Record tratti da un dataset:
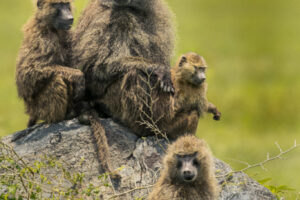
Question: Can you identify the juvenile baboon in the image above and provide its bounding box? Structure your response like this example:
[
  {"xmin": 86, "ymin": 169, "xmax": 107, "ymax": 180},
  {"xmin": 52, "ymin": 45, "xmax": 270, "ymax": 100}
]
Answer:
[
  {"xmin": 148, "ymin": 135, "xmax": 219, "ymax": 200},
  {"xmin": 16, "ymin": 0, "xmax": 85, "ymax": 126},
  {"xmin": 73, "ymin": 0, "xmax": 174, "ymax": 135},
  {"xmin": 162, "ymin": 52, "xmax": 221, "ymax": 138}
]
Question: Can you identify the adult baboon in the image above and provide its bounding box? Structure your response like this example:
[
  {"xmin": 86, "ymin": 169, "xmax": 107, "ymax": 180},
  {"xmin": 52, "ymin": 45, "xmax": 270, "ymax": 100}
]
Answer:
[
  {"xmin": 148, "ymin": 135, "xmax": 219, "ymax": 200},
  {"xmin": 16, "ymin": 0, "xmax": 85, "ymax": 126},
  {"xmin": 73, "ymin": 0, "xmax": 174, "ymax": 135}
]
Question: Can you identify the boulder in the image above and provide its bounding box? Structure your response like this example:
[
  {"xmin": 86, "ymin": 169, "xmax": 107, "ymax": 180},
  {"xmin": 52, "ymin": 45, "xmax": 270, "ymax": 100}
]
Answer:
[{"xmin": 3, "ymin": 119, "xmax": 276, "ymax": 200}]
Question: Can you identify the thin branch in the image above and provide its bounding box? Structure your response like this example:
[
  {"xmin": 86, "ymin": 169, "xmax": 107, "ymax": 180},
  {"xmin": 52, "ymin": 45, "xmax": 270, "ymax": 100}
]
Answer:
[{"xmin": 217, "ymin": 140, "xmax": 300, "ymax": 178}]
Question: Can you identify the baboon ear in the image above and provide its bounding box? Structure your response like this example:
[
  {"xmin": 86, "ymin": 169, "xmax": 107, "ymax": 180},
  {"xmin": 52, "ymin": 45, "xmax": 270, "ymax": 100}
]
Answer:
[
  {"xmin": 36, "ymin": 0, "xmax": 43, "ymax": 9},
  {"xmin": 179, "ymin": 56, "xmax": 187, "ymax": 67}
]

**La richiesta**
Ricopia fedelmente tutte le righe qui sopra, senza riportare le immagini.

**Problema risolto**
Question: Can you identify the juvenile baboon in the image above and provide its bounding box? Structure your response like this example:
[
  {"xmin": 86, "ymin": 169, "xmax": 107, "ymax": 180},
  {"xmin": 52, "ymin": 45, "xmax": 270, "ymax": 100}
]
Answer:
[
  {"xmin": 148, "ymin": 135, "xmax": 219, "ymax": 200},
  {"xmin": 16, "ymin": 0, "xmax": 85, "ymax": 126},
  {"xmin": 73, "ymin": 0, "xmax": 174, "ymax": 135},
  {"xmin": 162, "ymin": 52, "xmax": 221, "ymax": 138}
]
Question: Can you identify the adult baboon in the image above and provide its bounding box? Structure your response like this example:
[
  {"xmin": 86, "ymin": 169, "xmax": 107, "ymax": 180},
  {"xmin": 52, "ymin": 45, "xmax": 270, "ymax": 100}
]
Answer:
[
  {"xmin": 148, "ymin": 135, "xmax": 219, "ymax": 200},
  {"xmin": 16, "ymin": 0, "xmax": 85, "ymax": 126},
  {"xmin": 73, "ymin": 0, "xmax": 174, "ymax": 135}
]
Question: Can you identify the boulder in the image above and provide its bounding box? Structure your response like this example:
[
  {"xmin": 86, "ymin": 169, "xmax": 107, "ymax": 180},
  {"xmin": 52, "ymin": 45, "xmax": 270, "ymax": 100}
]
Answer:
[{"xmin": 3, "ymin": 119, "xmax": 276, "ymax": 200}]
Question: Can you identify the thin branch in the image above and provide its bounding box? Structure your response like this example:
[
  {"xmin": 86, "ymin": 169, "xmax": 107, "ymax": 180},
  {"xmin": 52, "ymin": 45, "xmax": 270, "ymax": 100}
]
Answer:
[{"xmin": 217, "ymin": 140, "xmax": 300, "ymax": 178}]
Question: Can you identify the baboon ear in the image above and provide its bounding box? Structure your response like this example:
[
  {"xmin": 86, "ymin": 169, "xmax": 107, "ymax": 180},
  {"xmin": 52, "ymin": 45, "xmax": 270, "ymax": 100}
]
Answer:
[
  {"xmin": 36, "ymin": 0, "xmax": 43, "ymax": 9},
  {"xmin": 179, "ymin": 56, "xmax": 187, "ymax": 67}
]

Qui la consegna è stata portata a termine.